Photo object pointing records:
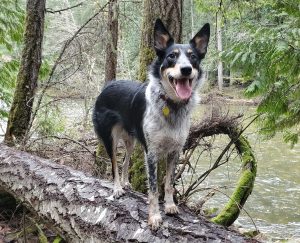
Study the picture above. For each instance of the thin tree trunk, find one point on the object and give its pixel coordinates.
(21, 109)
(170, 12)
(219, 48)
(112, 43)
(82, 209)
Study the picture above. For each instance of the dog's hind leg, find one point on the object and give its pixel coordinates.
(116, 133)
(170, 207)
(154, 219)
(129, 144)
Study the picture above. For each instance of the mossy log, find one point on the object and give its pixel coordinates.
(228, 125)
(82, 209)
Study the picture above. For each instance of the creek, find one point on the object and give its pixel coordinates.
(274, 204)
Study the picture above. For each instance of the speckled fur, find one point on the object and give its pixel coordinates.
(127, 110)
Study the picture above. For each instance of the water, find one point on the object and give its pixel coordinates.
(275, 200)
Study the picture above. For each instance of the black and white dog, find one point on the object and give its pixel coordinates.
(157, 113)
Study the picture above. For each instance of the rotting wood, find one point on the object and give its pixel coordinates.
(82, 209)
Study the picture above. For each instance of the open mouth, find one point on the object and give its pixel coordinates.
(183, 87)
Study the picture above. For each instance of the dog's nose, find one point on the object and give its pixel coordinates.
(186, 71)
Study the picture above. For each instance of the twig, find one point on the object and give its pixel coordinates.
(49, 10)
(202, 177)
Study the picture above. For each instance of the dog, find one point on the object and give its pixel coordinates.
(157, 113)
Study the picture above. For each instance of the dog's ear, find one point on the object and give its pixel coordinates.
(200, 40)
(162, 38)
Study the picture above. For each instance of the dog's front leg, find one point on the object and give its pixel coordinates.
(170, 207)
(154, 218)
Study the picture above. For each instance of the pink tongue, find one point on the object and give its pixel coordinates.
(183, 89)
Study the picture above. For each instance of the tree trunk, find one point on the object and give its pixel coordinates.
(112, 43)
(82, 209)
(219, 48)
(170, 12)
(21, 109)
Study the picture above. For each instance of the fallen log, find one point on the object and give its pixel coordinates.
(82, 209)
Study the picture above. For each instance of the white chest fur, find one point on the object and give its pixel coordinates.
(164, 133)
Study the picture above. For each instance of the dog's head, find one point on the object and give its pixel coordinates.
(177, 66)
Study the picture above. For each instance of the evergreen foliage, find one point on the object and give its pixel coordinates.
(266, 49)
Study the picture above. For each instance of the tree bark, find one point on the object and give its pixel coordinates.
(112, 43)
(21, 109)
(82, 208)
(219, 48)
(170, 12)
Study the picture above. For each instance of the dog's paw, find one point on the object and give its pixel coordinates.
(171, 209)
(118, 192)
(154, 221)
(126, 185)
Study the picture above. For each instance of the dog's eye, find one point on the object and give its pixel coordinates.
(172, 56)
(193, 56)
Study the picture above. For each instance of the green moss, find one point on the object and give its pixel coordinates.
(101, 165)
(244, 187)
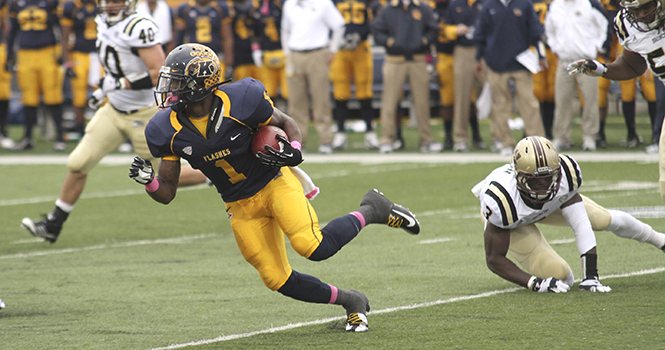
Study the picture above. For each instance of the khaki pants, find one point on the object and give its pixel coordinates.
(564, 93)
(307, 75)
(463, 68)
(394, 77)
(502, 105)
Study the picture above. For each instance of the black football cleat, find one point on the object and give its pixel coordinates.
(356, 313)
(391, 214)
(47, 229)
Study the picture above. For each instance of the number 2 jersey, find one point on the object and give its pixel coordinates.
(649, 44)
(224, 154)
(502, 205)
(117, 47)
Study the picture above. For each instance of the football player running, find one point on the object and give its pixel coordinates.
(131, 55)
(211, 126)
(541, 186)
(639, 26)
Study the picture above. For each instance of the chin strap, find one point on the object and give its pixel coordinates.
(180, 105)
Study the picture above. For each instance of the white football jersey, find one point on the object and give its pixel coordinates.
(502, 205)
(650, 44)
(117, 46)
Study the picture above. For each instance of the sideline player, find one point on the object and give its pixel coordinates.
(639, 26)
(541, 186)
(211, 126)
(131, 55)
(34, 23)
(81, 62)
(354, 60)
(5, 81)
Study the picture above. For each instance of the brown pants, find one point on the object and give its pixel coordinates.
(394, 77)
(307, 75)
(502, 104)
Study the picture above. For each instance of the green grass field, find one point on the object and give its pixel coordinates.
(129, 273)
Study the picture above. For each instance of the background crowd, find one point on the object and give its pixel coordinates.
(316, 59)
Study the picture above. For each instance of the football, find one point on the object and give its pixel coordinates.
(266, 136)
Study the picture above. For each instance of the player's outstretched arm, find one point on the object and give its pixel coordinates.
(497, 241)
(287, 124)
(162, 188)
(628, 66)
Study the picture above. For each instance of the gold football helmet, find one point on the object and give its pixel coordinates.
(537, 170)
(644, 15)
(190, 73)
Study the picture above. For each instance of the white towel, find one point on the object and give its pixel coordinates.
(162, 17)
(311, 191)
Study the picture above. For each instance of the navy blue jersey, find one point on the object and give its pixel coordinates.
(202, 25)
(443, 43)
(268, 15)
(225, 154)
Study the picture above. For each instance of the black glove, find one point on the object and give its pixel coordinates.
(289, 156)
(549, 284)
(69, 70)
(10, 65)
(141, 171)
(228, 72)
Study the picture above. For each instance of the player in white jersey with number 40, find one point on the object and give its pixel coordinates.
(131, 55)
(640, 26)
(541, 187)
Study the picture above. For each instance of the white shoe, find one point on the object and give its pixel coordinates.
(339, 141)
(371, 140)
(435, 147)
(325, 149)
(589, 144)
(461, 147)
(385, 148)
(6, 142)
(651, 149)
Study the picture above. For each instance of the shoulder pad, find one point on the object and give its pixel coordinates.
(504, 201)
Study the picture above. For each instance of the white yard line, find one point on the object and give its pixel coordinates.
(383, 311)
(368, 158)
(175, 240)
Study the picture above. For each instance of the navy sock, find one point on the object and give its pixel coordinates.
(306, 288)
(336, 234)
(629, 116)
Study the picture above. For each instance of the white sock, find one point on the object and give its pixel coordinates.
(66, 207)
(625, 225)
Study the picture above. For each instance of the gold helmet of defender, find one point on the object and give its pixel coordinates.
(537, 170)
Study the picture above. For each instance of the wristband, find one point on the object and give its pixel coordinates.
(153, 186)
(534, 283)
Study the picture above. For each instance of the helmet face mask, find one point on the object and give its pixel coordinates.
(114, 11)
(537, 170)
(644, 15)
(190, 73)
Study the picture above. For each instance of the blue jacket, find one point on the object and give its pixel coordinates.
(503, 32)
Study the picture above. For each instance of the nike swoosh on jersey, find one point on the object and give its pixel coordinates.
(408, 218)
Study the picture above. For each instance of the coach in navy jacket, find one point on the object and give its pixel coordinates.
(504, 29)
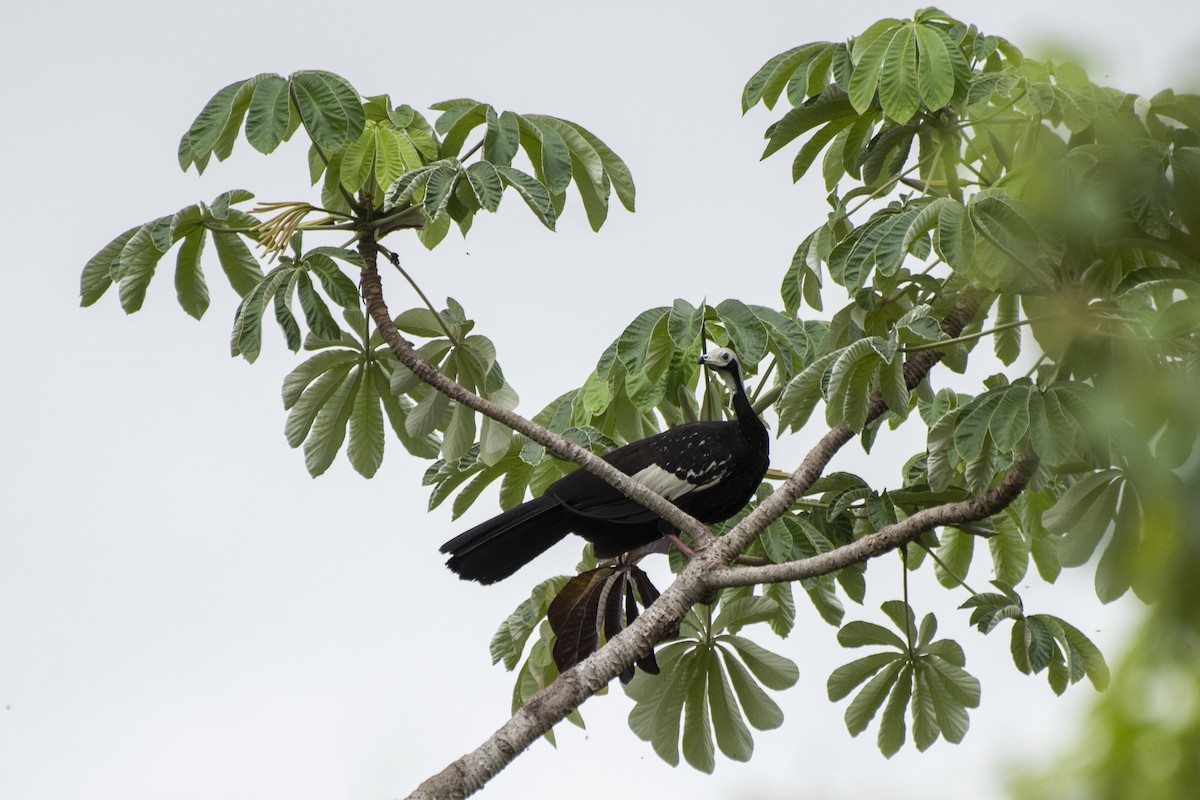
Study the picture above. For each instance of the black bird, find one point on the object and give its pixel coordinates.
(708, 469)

Work instructions: Repeat the lines from the line containing "the wristband, find" through the end of the material above exactly, with no pictures and nothing else.

Full answer:
Study the picture above. For each instance of the wristband, find one point on the object and give its pixel coordinates.
(153, 186)
(534, 283)
Study the picture above. For each instance of the helmet face mask, find one point on the object and give its pixel coordinates.
(114, 11)
(537, 170)
(644, 15)
(190, 73)
Study the picture above. For each instance of the blue jacket, find one point on the object and give its pixel coordinates.
(503, 32)
Study the picture above. For each instance of the nike swoosh on jersey, find one point on the object and give its pixel coordinates.
(408, 218)
Study the picture above. For each instance of the coach in navy jacket, find one point on the object and give its pixel coordinates.
(504, 29)
Study the picture above. For each instance of the black bird, find one point on the object and give its pixel coordinates.
(708, 469)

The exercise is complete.